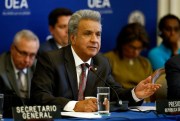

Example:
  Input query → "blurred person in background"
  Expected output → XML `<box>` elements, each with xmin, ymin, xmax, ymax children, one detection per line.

<box><xmin>165</xmin><ymin>55</ymin><xmax>180</xmax><ymax>100</ymax></box>
<box><xmin>148</xmin><ymin>14</ymin><xmax>180</xmax><ymax>70</ymax></box>
<box><xmin>39</xmin><ymin>8</ymin><xmax>72</xmax><ymax>53</ymax></box>
<box><xmin>104</xmin><ymin>23</ymin><xmax>152</xmax><ymax>89</ymax></box>
<box><xmin>0</xmin><ymin>30</ymin><xmax>39</xmax><ymax>118</ymax></box>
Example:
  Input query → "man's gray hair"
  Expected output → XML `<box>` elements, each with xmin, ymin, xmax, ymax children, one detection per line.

<box><xmin>68</xmin><ymin>9</ymin><xmax>101</xmax><ymax>40</ymax></box>
<box><xmin>13</xmin><ymin>29</ymin><xmax>39</xmax><ymax>45</ymax></box>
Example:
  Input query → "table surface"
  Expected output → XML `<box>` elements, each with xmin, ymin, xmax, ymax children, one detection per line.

<box><xmin>4</xmin><ymin>103</ymin><xmax>180</xmax><ymax>121</ymax></box>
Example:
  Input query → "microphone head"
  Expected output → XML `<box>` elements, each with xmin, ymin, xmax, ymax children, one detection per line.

<box><xmin>85</xmin><ymin>63</ymin><xmax>96</xmax><ymax>72</ymax></box>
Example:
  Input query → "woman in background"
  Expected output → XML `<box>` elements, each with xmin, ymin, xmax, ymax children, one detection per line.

<box><xmin>148</xmin><ymin>14</ymin><xmax>180</xmax><ymax>70</ymax></box>
<box><xmin>104</xmin><ymin>23</ymin><xmax>152</xmax><ymax>89</ymax></box>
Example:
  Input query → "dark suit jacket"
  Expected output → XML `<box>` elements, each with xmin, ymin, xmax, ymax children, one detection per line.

<box><xmin>31</xmin><ymin>45</ymin><xmax>142</xmax><ymax>108</ymax></box>
<box><xmin>0</xmin><ymin>52</ymin><xmax>34</xmax><ymax>117</ymax></box>
<box><xmin>38</xmin><ymin>38</ymin><xmax>58</xmax><ymax>53</ymax></box>
<box><xmin>165</xmin><ymin>55</ymin><xmax>180</xmax><ymax>99</ymax></box>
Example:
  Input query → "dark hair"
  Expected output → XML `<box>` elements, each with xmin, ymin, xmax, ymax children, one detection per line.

<box><xmin>115</xmin><ymin>23</ymin><xmax>149</xmax><ymax>58</ymax></box>
<box><xmin>48</xmin><ymin>8</ymin><xmax>73</xmax><ymax>26</ymax></box>
<box><xmin>158</xmin><ymin>14</ymin><xmax>180</xmax><ymax>31</ymax></box>
<box><xmin>158</xmin><ymin>14</ymin><xmax>180</xmax><ymax>49</ymax></box>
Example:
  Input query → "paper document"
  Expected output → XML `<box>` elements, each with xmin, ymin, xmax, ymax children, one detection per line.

<box><xmin>61</xmin><ymin>112</ymin><xmax>101</xmax><ymax>118</ymax></box>
<box><xmin>129</xmin><ymin>106</ymin><xmax>156</xmax><ymax>111</ymax></box>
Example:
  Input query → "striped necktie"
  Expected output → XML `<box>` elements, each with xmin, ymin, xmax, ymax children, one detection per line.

<box><xmin>78</xmin><ymin>63</ymin><xmax>87</xmax><ymax>101</ymax></box>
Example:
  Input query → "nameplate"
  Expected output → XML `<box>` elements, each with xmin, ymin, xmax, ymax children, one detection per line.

<box><xmin>156</xmin><ymin>100</ymin><xmax>180</xmax><ymax>115</ymax></box>
<box><xmin>12</xmin><ymin>105</ymin><xmax>61</xmax><ymax>120</ymax></box>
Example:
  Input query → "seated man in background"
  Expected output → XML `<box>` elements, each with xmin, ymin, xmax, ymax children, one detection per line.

<box><xmin>39</xmin><ymin>8</ymin><xmax>72</xmax><ymax>53</ymax></box>
<box><xmin>0</xmin><ymin>30</ymin><xmax>39</xmax><ymax>117</ymax></box>
<box><xmin>104</xmin><ymin>23</ymin><xmax>152</xmax><ymax>89</ymax></box>
<box><xmin>165</xmin><ymin>55</ymin><xmax>180</xmax><ymax>100</ymax></box>
<box><xmin>148</xmin><ymin>14</ymin><xmax>180</xmax><ymax>70</ymax></box>
<box><xmin>31</xmin><ymin>10</ymin><xmax>160</xmax><ymax>112</ymax></box>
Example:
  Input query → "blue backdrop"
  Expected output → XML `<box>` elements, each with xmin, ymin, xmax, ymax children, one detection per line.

<box><xmin>0</xmin><ymin>0</ymin><xmax>157</xmax><ymax>54</ymax></box>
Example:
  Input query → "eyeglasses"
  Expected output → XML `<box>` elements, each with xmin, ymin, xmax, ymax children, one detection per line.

<box><xmin>164</xmin><ymin>26</ymin><xmax>180</xmax><ymax>32</ymax></box>
<box><xmin>14</xmin><ymin>45</ymin><xmax>36</xmax><ymax>58</ymax></box>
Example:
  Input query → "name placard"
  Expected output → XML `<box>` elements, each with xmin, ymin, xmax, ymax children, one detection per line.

<box><xmin>156</xmin><ymin>100</ymin><xmax>180</xmax><ymax>114</ymax></box>
<box><xmin>12</xmin><ymin>105</ymin><xmax>61</xmax><ymax>120</ymax></box>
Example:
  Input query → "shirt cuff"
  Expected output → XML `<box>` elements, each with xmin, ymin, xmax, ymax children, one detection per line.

<box><xmin>131</xmin><ymin>88</ymin><xmax>142</xmax><ymax>102</ymax></box>
<box><xmin>63</xmin><ymin>101</ymin><xmax>78</xmax><ymax>112</ymax></box>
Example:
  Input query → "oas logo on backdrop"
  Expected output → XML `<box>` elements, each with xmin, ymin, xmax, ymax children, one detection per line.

<box><xmin>87</xmin><ymin>0</ymin><xmax>113</xmax><ymax>14</ymax></box>
<box><xmin>2</xmin><ymin>0</ymin><xmax>31</xmax><ymax>16</ymax></box>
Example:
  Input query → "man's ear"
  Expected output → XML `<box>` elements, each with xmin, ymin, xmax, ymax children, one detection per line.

<box><xmin>49</xmin><ymin>26</ymin><xmax>54</xmax><ymax>34</ymax></box>
<box><xmin>70</xmin><ymin>34</ymin><xmax>76</xmax><ymax>44</ymax></box>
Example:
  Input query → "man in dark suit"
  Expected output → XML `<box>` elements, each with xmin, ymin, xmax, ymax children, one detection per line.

<box><xmin>165</xmin><ymin>55</ymin><xmax>180</xmax><ymax>100</ymax></box>
<box><xmin>31</xmin><ymin>10</ymin><xmax>160</xmax><ymax>112</ymax></box>
<box><xmin>0</xmin><ymin>30</ymin><xmax>39</xmax><ymax>117</ymax></box>
<box><xmin>39</xmin><ymin>8</ymin><xmax>72</xmax><ymax>53</ymax></box>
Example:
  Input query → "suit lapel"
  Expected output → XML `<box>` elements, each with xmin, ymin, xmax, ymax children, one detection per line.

<box><xmin>27</xmin><ymin>68</ymin><xmax>33</xmax><ymax>98</ymax></box>
<box><xmin>85</xmin><ymin>59</ymin><xmax>100</xmax><ymax>96</ymax></box>
<box><xmin>65</xmin><ymin>46</ymin><xmax>78</xmax><ymax>100</ymax></box>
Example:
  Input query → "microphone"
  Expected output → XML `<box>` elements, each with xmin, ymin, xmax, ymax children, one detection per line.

<box><xmin>85</xmin><ymin>63</ymin><xmax>128</xmax><ymax>111</ymax></box>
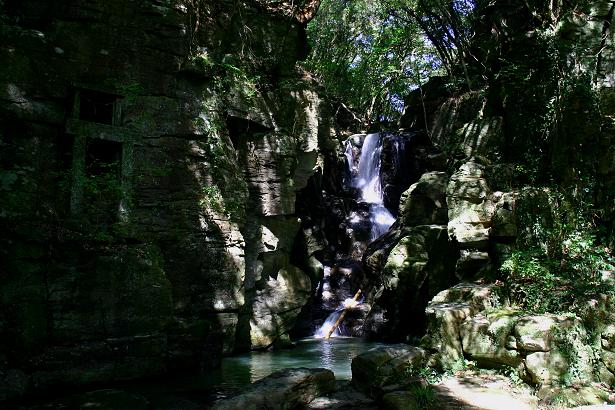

• _EXERCISE INSTRUCTIONS_
Collect every line of the material above that contains the string "microphone", copying each line in full. Case counts.

• _WRITTEN REPLY_
  Input query → "microphone head"
  Input query → "microphone"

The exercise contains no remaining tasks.